SOURCE TEXT:
= Beginning of Section =

GI’s Take on the BioWare/Pandemic Acquisition

GamesIndustry.biz has taken a closer look at EA’s acquisition of BioWare/Pandemic, reiterating the facts of the deal and offering some commentary of their own.

Not everyone is entirely happy to see EA picking up Bioware and Pandemic, though. The stock market’s roar of approval has been matched by a cry of anguish from games fans (and even, privately, some developers), who are concerned about what this means for the output of the vastly popular studios.

They may have a point. Electronic Arts’ history with the studios it acquires is not so much chequered, as downright bleak. From ancient industry history like Bullfrog through to Westwood, Maxis and even Criterion, EA has consistently demonstrated a propensity to assimilate rather than incubate, absorbing studios into its own structure and rapidly crushing the unique identity which, arguably, made them valuable in the first place.

It doesn’t exactly ease concerns over the handling of the studios to calculate just how successful they need to be for EA’s USD 860 million gamble to pay off. Analysts at Bank of America have suggested that Bioware and Pandemic need to produce at least two or three hit titles a year for the next five years if EA’s going to see a reasonable return on investment. It’s not an unreasonable target, given that the studios presently have ten titles in development between them, but it’s a sufficient challenge that it’s going to take immense willpower for EA’s executives to keep their hands off the development process.

= End of Section =

PROMPT 1:
Answer these from the article on the BioWare/Pandemic acquisition:
(a) What amount of money is EA's gamble?
(b) Whose analysts gave the target for hit titles?
(c) How many titles do the studios presently have in development between them?
PROMPT 2:
Print the passage of the article on the BioWare/Pandemic acquisition that begins at the words "It doesn’t exactly" and ends after the words "the development process.".
PROMPT 3:
Does each statement agree with the article on the BioWare/Pandemic acquisition? Answer yes or no, and quote the words that decide it.
(a) The stock market reacted badly to the deal.
(b) Bullfrog is one of the studios named in EA's acquisition history.
(c) The studios must produce at least two or three hit titles a year for the next five years for EA to see a reasonable return.

DATA PROVIDED:
= Beginning of Section =

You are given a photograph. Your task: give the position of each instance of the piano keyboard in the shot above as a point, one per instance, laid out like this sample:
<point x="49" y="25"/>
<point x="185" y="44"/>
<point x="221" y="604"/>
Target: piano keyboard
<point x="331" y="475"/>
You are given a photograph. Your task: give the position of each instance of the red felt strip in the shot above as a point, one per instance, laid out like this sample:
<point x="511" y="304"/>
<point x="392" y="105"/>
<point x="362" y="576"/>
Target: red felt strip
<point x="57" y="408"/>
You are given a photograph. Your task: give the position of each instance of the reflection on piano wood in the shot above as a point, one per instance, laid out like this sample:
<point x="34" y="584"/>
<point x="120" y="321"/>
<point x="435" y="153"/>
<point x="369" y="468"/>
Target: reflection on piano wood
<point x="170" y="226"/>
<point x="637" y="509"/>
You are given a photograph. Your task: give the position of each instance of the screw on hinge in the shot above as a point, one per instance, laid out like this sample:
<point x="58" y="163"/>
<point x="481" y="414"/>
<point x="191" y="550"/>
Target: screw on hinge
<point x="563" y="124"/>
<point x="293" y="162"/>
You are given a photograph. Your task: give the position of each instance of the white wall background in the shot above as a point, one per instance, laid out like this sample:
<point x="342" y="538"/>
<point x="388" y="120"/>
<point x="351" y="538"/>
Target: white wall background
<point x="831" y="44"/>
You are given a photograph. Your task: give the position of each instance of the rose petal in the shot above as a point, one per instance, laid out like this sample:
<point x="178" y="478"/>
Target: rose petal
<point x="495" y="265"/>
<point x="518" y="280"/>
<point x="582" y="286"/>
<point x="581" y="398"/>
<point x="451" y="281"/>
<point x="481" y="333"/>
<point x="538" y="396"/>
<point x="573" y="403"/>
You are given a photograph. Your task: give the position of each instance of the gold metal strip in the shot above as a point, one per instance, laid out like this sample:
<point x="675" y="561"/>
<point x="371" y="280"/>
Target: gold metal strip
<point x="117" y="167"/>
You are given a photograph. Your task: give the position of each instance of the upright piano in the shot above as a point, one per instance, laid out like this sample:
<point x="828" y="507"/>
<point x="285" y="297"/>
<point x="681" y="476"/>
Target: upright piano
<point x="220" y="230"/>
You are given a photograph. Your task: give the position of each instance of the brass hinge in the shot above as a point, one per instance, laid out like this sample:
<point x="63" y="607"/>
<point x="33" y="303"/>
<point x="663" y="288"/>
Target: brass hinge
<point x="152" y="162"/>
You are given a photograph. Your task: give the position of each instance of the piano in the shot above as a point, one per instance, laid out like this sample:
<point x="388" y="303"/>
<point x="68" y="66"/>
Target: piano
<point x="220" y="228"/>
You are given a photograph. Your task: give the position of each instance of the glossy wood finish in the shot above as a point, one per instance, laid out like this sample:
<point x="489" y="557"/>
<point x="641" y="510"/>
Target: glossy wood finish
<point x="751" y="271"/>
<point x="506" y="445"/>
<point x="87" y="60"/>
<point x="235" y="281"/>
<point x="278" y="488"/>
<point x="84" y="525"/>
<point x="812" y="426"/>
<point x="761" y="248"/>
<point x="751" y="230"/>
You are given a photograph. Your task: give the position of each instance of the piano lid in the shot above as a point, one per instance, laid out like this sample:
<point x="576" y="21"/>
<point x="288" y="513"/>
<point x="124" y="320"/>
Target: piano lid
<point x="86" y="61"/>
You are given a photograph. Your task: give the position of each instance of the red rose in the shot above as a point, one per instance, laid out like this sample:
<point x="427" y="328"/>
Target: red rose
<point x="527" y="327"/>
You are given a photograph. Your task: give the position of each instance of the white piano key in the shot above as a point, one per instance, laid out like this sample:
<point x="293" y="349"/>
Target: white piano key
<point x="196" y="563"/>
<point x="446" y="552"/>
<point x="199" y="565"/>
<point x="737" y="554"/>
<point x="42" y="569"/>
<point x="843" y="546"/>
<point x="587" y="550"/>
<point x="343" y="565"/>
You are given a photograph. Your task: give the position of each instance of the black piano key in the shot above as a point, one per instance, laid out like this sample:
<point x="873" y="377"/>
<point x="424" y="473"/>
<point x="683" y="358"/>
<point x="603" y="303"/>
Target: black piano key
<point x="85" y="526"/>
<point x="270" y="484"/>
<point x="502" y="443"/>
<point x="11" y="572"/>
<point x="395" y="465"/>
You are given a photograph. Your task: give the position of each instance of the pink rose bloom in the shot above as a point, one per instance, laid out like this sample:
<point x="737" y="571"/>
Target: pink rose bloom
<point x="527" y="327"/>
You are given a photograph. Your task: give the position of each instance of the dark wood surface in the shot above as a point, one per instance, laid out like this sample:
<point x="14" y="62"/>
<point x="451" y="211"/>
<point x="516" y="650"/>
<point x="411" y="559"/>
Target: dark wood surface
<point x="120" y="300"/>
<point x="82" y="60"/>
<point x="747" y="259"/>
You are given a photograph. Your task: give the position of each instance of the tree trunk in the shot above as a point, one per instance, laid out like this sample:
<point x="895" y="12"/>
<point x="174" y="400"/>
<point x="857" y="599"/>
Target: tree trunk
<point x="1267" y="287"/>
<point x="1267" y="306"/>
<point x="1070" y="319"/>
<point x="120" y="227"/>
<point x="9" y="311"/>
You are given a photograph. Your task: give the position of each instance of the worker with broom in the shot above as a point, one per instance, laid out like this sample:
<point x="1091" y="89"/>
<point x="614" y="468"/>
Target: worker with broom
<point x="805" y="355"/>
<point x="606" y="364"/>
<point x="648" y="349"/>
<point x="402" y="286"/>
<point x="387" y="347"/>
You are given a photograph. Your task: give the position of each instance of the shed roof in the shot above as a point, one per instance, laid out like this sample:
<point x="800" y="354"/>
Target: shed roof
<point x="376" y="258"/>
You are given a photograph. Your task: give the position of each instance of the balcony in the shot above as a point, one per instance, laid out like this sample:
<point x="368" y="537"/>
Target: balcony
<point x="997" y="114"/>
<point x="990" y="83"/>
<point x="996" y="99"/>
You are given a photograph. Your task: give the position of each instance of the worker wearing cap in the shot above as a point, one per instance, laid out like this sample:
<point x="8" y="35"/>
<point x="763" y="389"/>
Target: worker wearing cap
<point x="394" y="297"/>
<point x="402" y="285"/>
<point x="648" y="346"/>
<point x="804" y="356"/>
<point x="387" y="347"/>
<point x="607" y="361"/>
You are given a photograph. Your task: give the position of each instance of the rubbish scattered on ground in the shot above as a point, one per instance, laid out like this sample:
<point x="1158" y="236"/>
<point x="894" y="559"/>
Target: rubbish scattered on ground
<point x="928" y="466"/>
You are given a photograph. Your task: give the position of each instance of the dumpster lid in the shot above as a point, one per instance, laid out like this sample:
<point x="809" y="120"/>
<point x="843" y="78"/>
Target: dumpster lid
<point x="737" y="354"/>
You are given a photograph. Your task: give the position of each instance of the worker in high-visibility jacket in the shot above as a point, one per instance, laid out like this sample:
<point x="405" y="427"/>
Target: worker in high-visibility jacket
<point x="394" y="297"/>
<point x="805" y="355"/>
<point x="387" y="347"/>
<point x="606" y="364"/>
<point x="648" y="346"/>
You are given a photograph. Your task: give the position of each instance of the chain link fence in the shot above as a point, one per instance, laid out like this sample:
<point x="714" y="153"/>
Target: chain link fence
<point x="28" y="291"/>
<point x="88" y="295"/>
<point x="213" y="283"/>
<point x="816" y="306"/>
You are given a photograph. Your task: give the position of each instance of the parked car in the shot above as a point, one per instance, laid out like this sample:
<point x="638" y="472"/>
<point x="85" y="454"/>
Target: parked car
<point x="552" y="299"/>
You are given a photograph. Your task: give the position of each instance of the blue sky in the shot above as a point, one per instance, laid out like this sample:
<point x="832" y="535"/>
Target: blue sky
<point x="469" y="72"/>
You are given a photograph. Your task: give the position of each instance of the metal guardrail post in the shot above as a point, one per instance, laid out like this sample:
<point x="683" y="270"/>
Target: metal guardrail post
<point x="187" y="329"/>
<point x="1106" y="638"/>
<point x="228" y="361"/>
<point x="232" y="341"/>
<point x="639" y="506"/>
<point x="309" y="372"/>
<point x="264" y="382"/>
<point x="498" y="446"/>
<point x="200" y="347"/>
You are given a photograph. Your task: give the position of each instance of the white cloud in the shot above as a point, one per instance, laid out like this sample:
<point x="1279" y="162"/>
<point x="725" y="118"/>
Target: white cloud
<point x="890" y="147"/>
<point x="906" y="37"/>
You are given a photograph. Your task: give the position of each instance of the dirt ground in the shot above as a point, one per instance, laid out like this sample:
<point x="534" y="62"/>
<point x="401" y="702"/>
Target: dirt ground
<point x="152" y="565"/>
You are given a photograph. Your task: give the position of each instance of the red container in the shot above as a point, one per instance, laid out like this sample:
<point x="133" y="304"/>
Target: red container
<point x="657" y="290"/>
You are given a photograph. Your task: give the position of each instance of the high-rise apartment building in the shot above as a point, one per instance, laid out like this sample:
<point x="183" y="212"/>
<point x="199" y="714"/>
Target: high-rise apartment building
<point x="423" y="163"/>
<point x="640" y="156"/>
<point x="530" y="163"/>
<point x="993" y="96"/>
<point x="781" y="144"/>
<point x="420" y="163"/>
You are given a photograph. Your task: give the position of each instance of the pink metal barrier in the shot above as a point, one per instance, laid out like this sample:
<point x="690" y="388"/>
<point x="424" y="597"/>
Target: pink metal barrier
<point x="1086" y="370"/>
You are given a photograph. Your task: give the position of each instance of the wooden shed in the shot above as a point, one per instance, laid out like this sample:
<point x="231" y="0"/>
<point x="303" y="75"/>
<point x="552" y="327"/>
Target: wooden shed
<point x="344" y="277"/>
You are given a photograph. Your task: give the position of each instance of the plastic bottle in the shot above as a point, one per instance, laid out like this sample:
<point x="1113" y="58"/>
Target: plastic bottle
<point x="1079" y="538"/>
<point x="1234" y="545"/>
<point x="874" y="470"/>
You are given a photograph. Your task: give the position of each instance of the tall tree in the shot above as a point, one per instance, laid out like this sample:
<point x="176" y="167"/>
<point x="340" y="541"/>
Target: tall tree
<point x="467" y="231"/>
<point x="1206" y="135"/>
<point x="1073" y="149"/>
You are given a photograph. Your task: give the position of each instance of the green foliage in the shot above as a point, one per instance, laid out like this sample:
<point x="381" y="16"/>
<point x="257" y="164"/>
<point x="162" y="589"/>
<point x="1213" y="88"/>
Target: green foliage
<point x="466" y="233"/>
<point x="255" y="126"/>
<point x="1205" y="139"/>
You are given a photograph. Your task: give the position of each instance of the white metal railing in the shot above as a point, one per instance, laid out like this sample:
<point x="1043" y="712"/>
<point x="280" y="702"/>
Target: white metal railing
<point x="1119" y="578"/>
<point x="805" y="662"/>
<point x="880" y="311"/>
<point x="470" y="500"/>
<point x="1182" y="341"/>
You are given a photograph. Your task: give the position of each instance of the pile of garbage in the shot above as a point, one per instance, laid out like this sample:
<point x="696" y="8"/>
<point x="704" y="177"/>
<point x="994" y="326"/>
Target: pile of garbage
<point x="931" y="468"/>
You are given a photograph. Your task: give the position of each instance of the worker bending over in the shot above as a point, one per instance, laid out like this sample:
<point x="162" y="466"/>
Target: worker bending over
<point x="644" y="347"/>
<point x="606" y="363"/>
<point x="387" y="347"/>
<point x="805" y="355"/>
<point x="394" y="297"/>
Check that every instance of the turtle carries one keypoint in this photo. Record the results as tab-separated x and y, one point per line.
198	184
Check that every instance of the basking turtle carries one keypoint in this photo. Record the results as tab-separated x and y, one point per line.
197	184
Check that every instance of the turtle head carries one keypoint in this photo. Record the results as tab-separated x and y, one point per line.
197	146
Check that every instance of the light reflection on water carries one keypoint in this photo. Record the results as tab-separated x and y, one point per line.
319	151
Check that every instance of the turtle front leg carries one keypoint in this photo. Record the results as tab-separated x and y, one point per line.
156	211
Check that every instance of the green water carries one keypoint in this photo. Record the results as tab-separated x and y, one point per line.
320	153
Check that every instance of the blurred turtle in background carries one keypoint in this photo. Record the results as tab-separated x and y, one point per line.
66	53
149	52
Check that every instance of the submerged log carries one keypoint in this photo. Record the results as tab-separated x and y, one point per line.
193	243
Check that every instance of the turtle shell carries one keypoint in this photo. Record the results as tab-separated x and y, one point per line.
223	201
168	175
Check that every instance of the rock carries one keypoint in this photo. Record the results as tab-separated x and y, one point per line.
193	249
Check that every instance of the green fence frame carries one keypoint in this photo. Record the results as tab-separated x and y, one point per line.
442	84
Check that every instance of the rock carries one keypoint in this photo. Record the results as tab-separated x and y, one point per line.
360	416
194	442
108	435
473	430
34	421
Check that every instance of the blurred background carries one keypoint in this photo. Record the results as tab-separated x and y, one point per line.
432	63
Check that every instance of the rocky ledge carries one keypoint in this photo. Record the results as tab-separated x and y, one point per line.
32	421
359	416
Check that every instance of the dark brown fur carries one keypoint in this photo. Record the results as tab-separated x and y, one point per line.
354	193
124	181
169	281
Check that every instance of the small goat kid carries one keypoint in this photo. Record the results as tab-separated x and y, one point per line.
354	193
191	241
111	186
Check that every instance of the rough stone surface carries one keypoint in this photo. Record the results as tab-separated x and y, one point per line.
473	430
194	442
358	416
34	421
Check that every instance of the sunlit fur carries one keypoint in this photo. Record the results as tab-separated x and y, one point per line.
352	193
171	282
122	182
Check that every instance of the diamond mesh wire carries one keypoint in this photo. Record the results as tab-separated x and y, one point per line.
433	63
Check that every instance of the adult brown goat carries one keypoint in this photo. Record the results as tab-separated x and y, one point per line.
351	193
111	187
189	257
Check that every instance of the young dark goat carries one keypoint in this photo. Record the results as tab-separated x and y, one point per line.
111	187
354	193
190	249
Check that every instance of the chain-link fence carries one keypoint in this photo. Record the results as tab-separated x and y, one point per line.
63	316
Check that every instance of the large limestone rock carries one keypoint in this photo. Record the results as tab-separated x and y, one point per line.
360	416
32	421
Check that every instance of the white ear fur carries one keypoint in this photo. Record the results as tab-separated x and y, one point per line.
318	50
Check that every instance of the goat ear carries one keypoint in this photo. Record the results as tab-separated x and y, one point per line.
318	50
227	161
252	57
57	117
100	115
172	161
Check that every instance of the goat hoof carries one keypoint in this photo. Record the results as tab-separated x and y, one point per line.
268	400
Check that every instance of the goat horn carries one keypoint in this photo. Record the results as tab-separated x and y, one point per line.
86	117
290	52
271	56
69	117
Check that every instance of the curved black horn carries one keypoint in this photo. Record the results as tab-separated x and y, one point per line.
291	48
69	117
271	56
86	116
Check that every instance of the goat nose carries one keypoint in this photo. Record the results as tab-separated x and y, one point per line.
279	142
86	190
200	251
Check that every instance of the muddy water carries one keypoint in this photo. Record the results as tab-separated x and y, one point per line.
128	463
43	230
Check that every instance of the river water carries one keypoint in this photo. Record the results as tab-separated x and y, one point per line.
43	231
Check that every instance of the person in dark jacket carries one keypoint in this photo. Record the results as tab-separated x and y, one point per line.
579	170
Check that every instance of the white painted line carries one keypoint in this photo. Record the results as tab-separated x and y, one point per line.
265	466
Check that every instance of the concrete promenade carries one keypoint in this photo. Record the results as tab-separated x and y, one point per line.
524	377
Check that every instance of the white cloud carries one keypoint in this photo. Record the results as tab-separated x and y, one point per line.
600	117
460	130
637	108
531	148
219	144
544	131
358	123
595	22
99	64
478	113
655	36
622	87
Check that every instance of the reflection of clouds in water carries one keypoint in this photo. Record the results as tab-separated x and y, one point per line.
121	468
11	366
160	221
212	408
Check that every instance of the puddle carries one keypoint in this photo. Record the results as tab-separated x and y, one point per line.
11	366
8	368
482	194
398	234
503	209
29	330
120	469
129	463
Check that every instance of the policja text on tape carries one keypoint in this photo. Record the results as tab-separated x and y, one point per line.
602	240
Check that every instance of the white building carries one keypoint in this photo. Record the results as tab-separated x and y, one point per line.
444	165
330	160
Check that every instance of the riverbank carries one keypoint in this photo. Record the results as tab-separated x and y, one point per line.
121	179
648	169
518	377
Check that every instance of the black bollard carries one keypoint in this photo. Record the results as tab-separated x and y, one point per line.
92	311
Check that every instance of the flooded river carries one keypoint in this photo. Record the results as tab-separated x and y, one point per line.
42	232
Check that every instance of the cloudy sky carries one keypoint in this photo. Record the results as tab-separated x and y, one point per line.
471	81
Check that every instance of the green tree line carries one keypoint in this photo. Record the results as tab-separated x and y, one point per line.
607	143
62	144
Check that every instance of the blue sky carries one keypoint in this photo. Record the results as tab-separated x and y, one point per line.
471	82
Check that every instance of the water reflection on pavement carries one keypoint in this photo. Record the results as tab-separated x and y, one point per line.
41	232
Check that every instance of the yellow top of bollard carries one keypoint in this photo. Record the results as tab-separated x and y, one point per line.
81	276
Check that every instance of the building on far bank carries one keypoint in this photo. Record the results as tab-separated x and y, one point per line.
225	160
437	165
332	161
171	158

= End of Section =

PROBLEM SOLUTION 1:
(a) USD 860 million
(b) Bank of America's
(c) Ten

PROBLEM SOLUTION 2:
It doesn’t exactly ease concerns over the handling of the studios to calculate just how successful they need to be for EA’s USD 860 million gamble to pay off. Analysts at Bank of America have suggested that Bioware and Pandemic need to produce at least two or three hit titles a year for the next five years if EA’s going to see a reasonable return on investment. It’s not an unreasonable target, given that the studios presently have ten titles in development between them, but it’s a sufficient challenge that it’s going to take immense willpower for EA’s executives to keep their hands off the development process.

PROBLEM SOLUTION 3:
(a) No: "The stock market’s roar of approval"
(b) Yes: "From ancient industry history like Bullfrog through to Westwood, Maxis and even Criterion"
(c) Yes: "Bioware and Pandemic need to produce at least two or three hit titles a year for the next five years if EA’s going to see a reasonable return on investment"